— Start Excerpt to read —
Alerts based on custom attribute, is this right? And how to set repeat interval?

Started by Millenium7, February 13, 2020, 06:17:55 AM

Previous topic - Next topic

Millenium7

I want to create some additional alerting based on custom attributes
i.e. an example right now is I have a container, i've assigned a custom attribute to it "UpDownCheck" and set the value to true, and inheritable. So all nodes inside this container have that custom attribute
I want any nodes with that custom attribute to send a SLACK alert. So what i've done so far is this

Event Processing Policy -> New Event

Condition->Events = SYS_NODE_DOWN
Filtering Script = return GetCustomAttribute($node, "UpDownCheck");
Server Actions = SLACK Notification

I 'think' this is correct, any node that is 'down' and has that custom attribute should result in 'true' and the slack notification posted right?
— End Excerpt to read —
— Start Recorded information —
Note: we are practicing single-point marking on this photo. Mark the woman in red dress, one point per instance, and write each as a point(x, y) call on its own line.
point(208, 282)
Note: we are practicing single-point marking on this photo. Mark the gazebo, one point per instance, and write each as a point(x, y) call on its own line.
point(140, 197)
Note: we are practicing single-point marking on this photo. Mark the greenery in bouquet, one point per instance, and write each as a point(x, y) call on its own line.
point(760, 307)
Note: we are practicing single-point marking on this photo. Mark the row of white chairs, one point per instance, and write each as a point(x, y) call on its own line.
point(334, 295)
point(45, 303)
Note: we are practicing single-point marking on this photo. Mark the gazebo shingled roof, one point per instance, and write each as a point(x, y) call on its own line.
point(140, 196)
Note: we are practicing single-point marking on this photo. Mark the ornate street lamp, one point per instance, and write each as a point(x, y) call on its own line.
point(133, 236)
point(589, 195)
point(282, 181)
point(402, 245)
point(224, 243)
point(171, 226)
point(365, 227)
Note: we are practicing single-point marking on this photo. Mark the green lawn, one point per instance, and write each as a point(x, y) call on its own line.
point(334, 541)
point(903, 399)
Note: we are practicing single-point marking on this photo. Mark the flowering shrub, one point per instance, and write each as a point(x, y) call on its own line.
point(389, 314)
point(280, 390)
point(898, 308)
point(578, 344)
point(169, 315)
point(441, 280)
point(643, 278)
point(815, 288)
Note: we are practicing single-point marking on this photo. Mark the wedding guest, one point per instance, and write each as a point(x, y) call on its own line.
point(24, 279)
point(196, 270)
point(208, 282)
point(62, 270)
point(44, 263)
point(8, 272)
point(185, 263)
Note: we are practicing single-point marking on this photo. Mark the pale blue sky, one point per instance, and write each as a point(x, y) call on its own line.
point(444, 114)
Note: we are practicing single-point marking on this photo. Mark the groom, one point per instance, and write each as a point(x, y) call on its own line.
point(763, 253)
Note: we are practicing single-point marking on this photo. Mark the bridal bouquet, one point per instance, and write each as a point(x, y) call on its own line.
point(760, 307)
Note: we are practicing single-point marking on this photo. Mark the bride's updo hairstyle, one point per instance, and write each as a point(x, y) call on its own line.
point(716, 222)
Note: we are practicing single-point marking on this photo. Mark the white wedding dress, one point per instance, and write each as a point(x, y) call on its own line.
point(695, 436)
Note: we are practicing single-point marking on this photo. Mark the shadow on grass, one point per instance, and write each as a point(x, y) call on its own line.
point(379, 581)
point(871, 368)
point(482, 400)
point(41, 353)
— End Recorded information —
- **Given request 1**: Copy word for word the passage of the forum thread from "Event Processing Policy" up to and including "notification posted right?".
- **Given request 2**: In the records, rewrite every line from the line with "Mark the wedding" up to and including the line with "point(185, 263)", keeping the requests unchanged. Multiply each coordinate in the answers by 1.25 and round to the nearest whole number, with halves rounded up.
The forum thread has no connection to the records.

- **Expected answer 1**:
Event Processing Policy -> New Event

Condition->Events = SYS_NODE_DOWN
Filtering Script = return GetCustomAttribute($node, "UpDownCheck");
Server Actions = SLACK Notification

I 'think' this is correct, any node that is 'down' and has that custom attribute should result in 'true' and the slack notification posted right?

- **Expected answer 2**:
Note: we are practicing single-point marking on this photo. Mark the wedding guest, one point per instance, and write each as a point(x, y) call on its own line.
point(30, 349)
point(245, 338)
point(260, 353)
point(78, 338)
point(55, 329)
point(10, 340)
point(231, 329)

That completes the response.